- _Required task_
Lay out every line of the items below as a Markdown table with two columns, Row and Line. Number each row and leave out blank lines.

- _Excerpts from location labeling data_
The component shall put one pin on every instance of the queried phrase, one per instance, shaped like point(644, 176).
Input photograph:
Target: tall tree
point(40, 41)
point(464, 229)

- _Task answer_
| Row | Line |
|---|---|
| 1 | The component shall put one pin on every instance of the queried phrase, one per instance, shaped like point(644, 176). |
| 2 | Input photograph: |
| 3 | Target: tall tree |
| 4 | point(40, 41) |
| 5 | point(464, 229) |